**EXTRAIT**
Pour la pièce, vous avez travaillé avec la famille Peeters-Miller : un célèbre couple de comédiens belges et leurs deux adolescentes. Que représente cette famille ? Est-elle caractéristique de quelque chose ?


M.R. : C’est la famille idéale pour ce que nous faisons. Les Peeters-Miller sont globalement aussi heureux qu’une famille moyenne, ils sont confrontés aux mêmes problèmes que nous connaissons tous. Les parents sont issus de la classe moyenne, avec de bonnes situations d’acteurs pour la télévision et le théâtre, les filles fréquentent une bonne école. Ils sont confrontés aux conflits habituels dans leurs rôles respectifs de mère, de père et de fille. C’est précisément parce que l’affaire de la famille Demeester est reflétée dans une famille à laquelle la plupart des spectateurs peuvent probablement s’identifier que nous pouvons éviter le sensationnel en explorant les conflits entre le désir d’indépendance et la peur de la solitude, entre l’émancipation et la dépendance envers les autres. Après tout, mes pièces s’inscrivent toutes dans une certaine normalité : dans la Trilogie européenne, je retrace l’histoire de la violence en Europe du point de vue de citoyens européens lambda, et dans Five Easy Pieces, on suit l’affaire Dutroux à travers le regard d’enfants belges. Familie fonctionne de la même manière. Les membres d’une famille foncièrement normale nous parlent d’eux-mêmes, et nous assistons à leur dernière soirée. Il me semble que la famille Peeters-Miller est caractéristique de la classe moyenne actuelle en Europe de l’ouest. Autrement dit, elle vit avec les mêmes contradictions que nous éprouvons tous.

**CONSIGNE A**
D'après l'extrait, de quelle classe sociale viennent les parents Peeters-Miller ?

**DONNÉES AFFICHÉES**
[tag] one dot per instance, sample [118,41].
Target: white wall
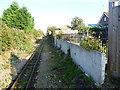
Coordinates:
[91,62]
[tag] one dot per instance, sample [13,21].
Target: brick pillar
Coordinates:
[114,40]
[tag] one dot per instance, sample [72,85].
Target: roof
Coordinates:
[94,25]
[107,13]
[104,13]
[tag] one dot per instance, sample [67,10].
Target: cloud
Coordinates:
[52,1]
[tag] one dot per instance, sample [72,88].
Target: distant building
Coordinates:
[104,19]
[94,25]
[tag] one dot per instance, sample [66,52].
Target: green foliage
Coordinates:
[98,32]
[18,39]
[51,30]
[90,43]
[77,24]
[19,18]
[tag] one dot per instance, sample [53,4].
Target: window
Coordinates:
[105,19]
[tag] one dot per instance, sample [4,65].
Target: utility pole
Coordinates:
[114,39]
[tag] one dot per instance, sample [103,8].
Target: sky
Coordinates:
[60,12]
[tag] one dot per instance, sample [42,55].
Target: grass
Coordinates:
[66,70]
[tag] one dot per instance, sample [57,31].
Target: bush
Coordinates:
[90,43]
[18,39]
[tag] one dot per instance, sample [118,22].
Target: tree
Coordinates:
[19,18]
[77,24]
[9,15]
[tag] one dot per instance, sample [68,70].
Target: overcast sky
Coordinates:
[60,12]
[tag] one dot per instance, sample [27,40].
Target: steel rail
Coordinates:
[11,87]
[34,68]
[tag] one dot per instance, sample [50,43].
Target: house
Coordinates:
[94,25]
[104,20]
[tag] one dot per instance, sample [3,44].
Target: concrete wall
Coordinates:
[91,62]
[114,39]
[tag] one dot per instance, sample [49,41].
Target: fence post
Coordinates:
[114,39]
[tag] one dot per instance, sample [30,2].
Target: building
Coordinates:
[104,20]
[114,38]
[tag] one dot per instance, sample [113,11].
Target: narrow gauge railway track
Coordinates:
[25,77]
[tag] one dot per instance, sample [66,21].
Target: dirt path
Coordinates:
[45,74]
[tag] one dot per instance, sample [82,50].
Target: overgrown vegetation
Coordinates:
[19,18]
[17,39]
[67,72]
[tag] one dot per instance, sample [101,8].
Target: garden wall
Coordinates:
[91,62]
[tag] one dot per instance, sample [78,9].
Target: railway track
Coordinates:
[26,77]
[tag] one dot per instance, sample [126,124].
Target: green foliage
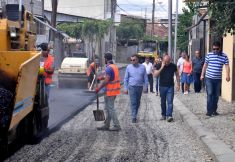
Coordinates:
[95,29]
[88,29]
[185,21]
[72,29]
[130,30]
[222,16]
[154,38]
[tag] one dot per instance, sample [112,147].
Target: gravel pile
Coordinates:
[149,140]
[223,125]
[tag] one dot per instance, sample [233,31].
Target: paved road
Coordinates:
[65,103]
[149,140]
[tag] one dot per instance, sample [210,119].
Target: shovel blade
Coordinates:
[99,115]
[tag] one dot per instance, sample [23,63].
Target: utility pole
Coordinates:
[113,28]
[53,18]
[153,15]
[170,27]
[145,15]
[176,28]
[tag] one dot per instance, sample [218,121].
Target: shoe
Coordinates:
[103,128]
[215,113]
[134,120]
[170,119]
[115,128]
[208,114]
[186,92]
[163,118]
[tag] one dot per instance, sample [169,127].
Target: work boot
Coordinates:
[104,127]
[163,118]
[170,119]
[115,128]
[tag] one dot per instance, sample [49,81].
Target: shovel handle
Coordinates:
[97,101]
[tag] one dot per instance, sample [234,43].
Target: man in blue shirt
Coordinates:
[213,67]
[135,81]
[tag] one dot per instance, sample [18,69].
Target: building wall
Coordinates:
[37,5]
[228,87]
[93,9]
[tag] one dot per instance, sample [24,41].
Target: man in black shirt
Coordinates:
[166,72]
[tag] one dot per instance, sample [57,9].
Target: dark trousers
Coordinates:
[167,96]
[150,79]
[213,87]
[197,82]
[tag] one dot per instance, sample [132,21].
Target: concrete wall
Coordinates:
[37,5]
[124,53]
[228,87]
[93,9]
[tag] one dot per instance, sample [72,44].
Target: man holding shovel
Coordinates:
[112,86]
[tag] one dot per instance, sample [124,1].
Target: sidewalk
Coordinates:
[218,132]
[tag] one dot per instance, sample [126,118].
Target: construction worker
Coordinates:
[112,86]
[48,65]
[91,72]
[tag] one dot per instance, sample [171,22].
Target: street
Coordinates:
[148,140]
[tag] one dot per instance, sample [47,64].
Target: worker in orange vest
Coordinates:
[48,64]
[91,71]
[112,87]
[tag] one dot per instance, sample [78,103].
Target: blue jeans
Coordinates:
[110,111]
[213,87]
[167,95]
[197,82]
[48,89]
[135,93]
[157,84]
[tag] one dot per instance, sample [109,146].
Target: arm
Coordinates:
[126,81]
[178,80]
[203,70]
[103,83]
[157,72]
[145,81]
[227,68]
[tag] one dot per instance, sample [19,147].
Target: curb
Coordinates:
[216,147]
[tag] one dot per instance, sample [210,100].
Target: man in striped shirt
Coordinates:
[213,67]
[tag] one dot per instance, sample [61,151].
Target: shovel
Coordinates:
[98,114]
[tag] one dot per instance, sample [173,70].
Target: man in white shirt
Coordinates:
[180,63]
[149,69]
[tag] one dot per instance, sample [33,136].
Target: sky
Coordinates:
[139,7]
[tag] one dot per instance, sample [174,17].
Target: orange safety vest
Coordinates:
[48,65]
[113,88]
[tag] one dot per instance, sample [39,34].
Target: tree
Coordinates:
[130,30]
[94,30]
[72,29]
[222,17]
[185,21]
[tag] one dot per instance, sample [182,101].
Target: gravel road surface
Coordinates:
[148,140]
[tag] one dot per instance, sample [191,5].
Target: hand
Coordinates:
[97,90]
[202,77]
[145,91]
[178,87]
[100,78]
[228,78]
[125,91]
[163,65]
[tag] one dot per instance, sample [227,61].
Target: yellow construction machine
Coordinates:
[26,116]
[149,49]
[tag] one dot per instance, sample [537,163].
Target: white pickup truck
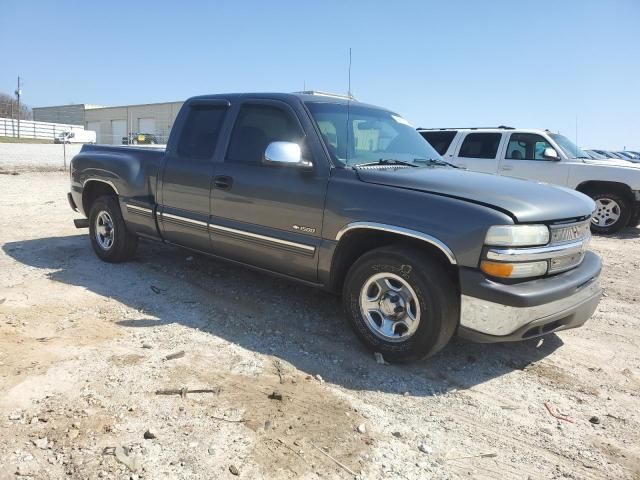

**CONSIGNE B**
Comptez les lignes des données qui contiennent la chaîne "building". Donnez uniquement ce nombre.

**RÉPONSE A**
Ils viennent de la classe moyenne.

**RÉPONSE B**
3